### THE DATA

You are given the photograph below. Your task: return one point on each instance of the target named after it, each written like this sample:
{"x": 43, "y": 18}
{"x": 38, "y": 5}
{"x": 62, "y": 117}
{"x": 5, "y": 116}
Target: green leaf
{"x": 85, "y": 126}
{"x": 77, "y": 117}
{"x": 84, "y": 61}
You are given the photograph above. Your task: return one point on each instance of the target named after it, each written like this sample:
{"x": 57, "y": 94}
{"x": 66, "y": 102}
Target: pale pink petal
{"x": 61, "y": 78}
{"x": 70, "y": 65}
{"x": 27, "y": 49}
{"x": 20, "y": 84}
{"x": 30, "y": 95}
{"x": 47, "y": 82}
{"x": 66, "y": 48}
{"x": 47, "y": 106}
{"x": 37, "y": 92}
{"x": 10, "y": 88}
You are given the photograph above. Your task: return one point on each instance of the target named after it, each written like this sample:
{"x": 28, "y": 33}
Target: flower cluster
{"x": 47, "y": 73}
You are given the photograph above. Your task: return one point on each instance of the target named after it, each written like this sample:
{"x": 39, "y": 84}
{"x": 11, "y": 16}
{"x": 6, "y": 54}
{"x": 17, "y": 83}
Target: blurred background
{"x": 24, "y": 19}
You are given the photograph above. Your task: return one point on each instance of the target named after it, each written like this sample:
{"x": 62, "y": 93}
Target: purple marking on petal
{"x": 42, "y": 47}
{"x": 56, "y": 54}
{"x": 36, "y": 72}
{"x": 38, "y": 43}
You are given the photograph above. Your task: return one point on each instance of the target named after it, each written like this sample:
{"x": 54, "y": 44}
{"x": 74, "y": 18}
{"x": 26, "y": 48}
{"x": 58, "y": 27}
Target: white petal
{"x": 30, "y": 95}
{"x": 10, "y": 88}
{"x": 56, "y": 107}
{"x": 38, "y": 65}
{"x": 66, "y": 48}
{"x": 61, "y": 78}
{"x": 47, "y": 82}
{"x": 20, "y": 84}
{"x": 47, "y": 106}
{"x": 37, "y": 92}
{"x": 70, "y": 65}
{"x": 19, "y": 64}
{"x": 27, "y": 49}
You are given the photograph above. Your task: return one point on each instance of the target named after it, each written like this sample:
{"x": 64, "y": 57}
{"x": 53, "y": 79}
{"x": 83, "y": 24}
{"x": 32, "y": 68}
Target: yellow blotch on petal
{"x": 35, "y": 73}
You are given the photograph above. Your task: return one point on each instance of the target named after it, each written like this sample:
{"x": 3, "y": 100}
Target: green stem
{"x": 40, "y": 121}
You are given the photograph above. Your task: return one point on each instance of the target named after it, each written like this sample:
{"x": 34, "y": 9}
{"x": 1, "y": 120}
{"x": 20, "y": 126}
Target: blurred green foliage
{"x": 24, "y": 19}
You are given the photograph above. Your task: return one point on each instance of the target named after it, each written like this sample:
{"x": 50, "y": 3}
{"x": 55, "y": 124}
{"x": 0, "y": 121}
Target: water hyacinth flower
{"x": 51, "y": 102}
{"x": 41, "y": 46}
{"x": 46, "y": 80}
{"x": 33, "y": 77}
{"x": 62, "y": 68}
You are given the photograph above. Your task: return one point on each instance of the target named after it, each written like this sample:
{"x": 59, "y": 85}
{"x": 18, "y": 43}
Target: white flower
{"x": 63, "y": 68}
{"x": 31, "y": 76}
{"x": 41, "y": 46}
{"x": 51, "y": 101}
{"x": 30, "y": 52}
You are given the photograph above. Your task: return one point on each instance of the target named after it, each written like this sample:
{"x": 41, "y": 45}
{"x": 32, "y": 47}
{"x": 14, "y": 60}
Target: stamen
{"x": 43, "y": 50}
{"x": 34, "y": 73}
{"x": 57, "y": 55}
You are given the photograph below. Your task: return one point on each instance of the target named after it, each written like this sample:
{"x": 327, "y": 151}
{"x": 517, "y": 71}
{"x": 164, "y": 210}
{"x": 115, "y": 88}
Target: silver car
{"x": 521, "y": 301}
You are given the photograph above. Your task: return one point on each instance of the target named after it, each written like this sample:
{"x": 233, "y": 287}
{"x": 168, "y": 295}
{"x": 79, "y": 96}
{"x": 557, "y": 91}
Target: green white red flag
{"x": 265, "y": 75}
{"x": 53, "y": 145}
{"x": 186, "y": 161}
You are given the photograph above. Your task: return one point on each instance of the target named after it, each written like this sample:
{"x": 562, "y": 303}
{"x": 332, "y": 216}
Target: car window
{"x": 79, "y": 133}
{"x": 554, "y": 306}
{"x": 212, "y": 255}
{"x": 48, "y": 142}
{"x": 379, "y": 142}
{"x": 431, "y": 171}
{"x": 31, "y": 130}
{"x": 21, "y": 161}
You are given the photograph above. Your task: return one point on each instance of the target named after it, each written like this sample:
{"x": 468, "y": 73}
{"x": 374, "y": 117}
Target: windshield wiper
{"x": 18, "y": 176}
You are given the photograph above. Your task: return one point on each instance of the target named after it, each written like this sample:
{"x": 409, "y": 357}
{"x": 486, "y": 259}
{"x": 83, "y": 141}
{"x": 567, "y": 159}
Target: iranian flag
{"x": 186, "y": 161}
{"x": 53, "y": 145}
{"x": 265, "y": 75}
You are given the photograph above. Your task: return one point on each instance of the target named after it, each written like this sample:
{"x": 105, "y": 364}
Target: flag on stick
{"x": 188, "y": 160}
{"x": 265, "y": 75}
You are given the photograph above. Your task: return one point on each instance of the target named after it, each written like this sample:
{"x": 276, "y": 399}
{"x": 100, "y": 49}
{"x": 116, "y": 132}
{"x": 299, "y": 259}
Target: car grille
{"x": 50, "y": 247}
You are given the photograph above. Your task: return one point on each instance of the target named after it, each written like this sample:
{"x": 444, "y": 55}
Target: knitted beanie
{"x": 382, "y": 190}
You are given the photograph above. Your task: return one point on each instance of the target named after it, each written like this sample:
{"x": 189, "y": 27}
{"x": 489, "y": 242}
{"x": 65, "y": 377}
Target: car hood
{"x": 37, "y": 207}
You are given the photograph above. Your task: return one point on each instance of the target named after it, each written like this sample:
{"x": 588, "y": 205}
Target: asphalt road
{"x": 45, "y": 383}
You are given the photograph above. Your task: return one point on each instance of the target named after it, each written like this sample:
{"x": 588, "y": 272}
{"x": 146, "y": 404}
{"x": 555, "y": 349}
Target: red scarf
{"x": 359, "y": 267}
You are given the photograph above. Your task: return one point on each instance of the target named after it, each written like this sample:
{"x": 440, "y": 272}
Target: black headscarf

--

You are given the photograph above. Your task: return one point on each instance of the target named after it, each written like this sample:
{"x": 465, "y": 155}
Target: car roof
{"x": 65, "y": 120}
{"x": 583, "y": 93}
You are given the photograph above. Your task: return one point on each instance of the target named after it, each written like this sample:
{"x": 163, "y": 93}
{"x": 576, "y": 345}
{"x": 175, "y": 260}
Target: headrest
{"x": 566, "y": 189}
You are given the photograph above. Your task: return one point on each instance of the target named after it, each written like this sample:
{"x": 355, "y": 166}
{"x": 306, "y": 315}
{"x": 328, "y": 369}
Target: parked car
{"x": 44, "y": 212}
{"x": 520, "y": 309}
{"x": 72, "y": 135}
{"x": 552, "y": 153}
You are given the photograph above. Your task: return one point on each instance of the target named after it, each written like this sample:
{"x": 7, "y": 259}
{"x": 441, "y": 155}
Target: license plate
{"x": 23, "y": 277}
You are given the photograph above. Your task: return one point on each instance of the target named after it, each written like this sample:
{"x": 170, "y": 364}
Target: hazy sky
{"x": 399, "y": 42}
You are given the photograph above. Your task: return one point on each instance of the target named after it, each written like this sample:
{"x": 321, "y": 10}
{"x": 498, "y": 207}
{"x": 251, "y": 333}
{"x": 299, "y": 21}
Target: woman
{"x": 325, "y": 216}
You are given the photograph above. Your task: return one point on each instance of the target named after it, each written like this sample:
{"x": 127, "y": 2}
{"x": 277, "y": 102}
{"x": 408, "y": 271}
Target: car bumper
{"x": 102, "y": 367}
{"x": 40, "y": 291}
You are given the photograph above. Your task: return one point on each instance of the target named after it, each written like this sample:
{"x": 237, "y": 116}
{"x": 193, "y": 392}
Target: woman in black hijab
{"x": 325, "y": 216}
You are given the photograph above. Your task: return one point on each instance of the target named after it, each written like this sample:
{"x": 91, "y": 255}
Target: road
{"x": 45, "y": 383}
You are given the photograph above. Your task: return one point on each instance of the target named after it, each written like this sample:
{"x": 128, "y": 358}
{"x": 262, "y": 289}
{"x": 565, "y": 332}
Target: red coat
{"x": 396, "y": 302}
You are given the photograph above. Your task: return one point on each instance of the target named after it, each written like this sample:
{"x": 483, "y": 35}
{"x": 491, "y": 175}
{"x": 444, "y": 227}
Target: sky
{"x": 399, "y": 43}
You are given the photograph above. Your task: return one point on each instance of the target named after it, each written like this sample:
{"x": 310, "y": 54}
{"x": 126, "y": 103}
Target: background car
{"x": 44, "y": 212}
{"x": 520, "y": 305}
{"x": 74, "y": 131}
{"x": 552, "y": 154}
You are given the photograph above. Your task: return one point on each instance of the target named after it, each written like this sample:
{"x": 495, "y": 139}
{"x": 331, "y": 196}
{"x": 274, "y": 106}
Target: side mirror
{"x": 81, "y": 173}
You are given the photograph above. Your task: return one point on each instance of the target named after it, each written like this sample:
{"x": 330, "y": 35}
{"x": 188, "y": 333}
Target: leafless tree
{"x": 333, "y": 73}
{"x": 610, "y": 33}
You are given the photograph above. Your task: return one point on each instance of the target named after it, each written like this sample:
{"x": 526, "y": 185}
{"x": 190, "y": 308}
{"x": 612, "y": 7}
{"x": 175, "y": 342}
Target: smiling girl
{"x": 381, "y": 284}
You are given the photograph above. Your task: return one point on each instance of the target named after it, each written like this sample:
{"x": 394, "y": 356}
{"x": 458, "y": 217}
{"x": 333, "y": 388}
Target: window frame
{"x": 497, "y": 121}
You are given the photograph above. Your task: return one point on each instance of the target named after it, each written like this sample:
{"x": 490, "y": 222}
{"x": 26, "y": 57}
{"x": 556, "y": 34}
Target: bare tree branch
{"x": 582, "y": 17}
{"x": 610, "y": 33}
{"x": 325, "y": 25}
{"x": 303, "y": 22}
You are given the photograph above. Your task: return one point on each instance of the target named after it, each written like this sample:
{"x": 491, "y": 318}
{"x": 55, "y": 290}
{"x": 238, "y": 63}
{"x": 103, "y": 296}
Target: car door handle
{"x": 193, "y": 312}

### SET TASK
Count the lines in the rows above that contain the string "green", matching case exactly. Reply with the number only.

### TASK RESPONSE
4